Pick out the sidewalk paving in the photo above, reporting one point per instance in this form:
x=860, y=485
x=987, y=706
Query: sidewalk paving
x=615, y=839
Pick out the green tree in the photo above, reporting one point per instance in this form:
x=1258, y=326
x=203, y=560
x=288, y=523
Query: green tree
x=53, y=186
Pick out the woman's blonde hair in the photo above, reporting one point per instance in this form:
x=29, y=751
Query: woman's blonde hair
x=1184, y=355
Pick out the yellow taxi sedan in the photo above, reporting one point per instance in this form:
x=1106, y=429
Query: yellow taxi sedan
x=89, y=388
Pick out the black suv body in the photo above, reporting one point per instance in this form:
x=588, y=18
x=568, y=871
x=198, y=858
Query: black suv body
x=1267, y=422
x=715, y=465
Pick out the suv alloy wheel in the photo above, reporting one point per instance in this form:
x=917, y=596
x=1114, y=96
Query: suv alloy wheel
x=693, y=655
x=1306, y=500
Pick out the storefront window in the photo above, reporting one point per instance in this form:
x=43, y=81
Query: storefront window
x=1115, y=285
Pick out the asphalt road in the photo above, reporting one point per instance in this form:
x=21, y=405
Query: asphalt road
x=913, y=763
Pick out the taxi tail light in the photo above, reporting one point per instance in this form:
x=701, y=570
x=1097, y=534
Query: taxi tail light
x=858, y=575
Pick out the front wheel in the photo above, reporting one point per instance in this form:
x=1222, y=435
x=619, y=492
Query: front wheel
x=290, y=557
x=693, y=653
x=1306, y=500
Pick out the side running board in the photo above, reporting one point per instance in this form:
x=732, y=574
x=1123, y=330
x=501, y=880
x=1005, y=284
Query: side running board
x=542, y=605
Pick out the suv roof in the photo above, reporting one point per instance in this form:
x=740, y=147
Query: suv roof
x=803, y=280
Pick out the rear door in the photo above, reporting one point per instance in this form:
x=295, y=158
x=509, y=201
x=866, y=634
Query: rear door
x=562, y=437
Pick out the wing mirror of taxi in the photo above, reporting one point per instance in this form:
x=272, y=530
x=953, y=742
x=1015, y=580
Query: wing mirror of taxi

★ ★ ★ ★ ★ ★ ★

- **EXERCISE DETAILS**: Copy all lines of the listing above that contain the string "wing".

- **TASK SOLUTION**:
Pick out the wing mirror of taxi in the photo above, reporting one point per instance in this form:
Query: wing mirror of taxi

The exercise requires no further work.